→ EXCERPTED DATA:
——————

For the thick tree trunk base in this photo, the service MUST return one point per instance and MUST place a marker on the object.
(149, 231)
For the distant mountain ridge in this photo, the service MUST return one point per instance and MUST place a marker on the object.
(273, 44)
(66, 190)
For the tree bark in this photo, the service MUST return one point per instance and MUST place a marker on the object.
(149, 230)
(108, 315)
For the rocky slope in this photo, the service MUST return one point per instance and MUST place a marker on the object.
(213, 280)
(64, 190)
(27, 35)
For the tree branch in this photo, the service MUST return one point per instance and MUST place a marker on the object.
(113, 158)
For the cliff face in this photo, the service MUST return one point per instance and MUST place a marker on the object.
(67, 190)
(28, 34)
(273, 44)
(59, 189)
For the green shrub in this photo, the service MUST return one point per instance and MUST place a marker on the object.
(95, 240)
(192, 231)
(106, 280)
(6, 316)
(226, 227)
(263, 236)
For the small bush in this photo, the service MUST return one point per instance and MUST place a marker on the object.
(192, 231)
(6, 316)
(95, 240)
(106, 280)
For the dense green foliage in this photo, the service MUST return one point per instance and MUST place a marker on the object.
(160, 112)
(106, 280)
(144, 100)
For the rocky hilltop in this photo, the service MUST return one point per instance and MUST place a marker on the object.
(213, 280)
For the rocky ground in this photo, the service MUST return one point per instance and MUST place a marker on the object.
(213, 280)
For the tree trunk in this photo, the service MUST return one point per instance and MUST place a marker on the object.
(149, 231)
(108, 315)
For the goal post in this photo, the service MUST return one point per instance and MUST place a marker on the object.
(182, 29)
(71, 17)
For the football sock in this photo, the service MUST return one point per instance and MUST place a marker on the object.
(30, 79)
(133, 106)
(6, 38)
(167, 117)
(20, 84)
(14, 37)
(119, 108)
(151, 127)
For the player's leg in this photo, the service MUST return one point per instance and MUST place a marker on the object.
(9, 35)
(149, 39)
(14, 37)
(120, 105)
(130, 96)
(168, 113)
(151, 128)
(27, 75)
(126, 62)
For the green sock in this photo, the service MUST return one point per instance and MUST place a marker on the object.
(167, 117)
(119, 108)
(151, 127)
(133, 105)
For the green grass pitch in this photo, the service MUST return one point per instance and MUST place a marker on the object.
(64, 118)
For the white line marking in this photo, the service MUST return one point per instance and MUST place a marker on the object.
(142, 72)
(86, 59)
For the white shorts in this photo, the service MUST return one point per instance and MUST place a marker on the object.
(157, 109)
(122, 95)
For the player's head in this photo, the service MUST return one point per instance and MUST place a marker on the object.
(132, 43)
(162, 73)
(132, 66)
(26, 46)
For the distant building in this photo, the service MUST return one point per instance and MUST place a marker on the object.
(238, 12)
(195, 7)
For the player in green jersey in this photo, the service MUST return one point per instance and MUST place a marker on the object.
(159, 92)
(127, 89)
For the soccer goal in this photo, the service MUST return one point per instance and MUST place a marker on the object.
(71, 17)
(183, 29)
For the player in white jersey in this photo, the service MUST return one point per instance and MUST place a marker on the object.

——————

→ EXERCISE GOAL:
Retype the records above exactly.

→ REPLY:
For the thick tree trunk base in this photo, the service MUST return one point per instance and MUST place a marker on the object.
(149, 231)
For the distant mountain ridge in this photo, the service MUST return one point per instance and MUST place a marker on the object.
(273, 44)
(66, 190)
For the tree bark in this photo, the service MUST return one point per instance and MUST place a marker on the object.
(149, 230)
(108, 315)
For the rocky slope in this photo, the service MUST return one point per instance and MUST place a marker on the object.
(213, 280)
(64, 190)
(27, 35)
For the tree branch in this photo, the service MUST return one point per instance and MUST place a marker on the object.
(113, 158)
For the cliff face in this photo, the service MUST return one point per instance and MUST place a marker on the object.
(67, 190)
(28, 34)
(273, 44)
(59, 189)
For the green shrub in this photo, the service MUST return one point per instance and MUST place a marker on the object.
(95, 240)
(192, 231)
(106, 280)
(6, 316)
(226, 227)
(263, 236)
For the small bush in this photo, the service MUST return one point per instance and MUST place a marker on the object.
(192, 231)
(6, 316)
(95, 240)
(106, 280)
For the dense green foliage in this photo, the service MUST return one point per instance and MUST place a marker on the object.
(160, 112)
(106, 280)
(144, 100)
For the rocky hilltop in this photo, the service MUST return one point per instance and MUST place a marker on the object.
(213, 280)
For the rocky ground in this photo, the service MUST return one point per instance and MUST place a marker on the object.
(213, 280)
For the tree trunk in this photo, the service MUST return one point per instance and MUST place a marker on the object.
(149, 231)
(108, 315)
For the goal post in this photo, the service MUST return one point per instance and MUST place a marker on the object.
(182, 29)
(71, 17)
For the football sock in this photo, the service MUST return one point per instance and MUST place a marker on the object.
(30, 79)
(133, 106)
(6, 38)
(167, 117)
(20, 84)
(14, 37)
(119, 108)
(151, 127)
For the player's leg in this photo, the service MUST return one point per instance and MUST place a marker on the object.
(9, 35)
(149, 39)
(14, 37)
(120, 105)
(130, 96)
(168, 113)
(151, 128)
(27, 75)
(126, 62)
For the green sock in this photo, the service MUST return one point per instance and MUST place a marker on the object.
(167, 117)
(119, 108)
(151, 127)
(133, 105)
For the green grass pitch in this photo, the service MUST return one point per instance and MUST place a marker on the object.
(64, 118)
For the white line marking in this photo, the service MUST return one point per instance and MUST place a marker on the object.
(142, 72)
(86, 59)
For the white shorts in this photo, the service MUST return one point per instance and MUST place a marker on the object.
(157, 109)
(122, 95)
For the player's head in this photo, the service MUST return one point per instance and MUST place a marker on the object.
(132, 43)
(162, 73)
(132, 66)
(26, 46)
For the distant building in this photo, the service MUST return one point per instance and MUST place a marker on the object.
(238, 12)
(195, 7)
For the player in green jersey in this photo, the service MUST return one point per instance and MUST place a marker on the object.
(159, 92)
(127, 89)
For the soccer goal in this photo, the service MUST return one point per instance and MUST place a marker on the object.
(71, 17)
(183, 29)
For the player in white jersey in this photo, the service MUST return one point per instance and MUST place a marker on the object.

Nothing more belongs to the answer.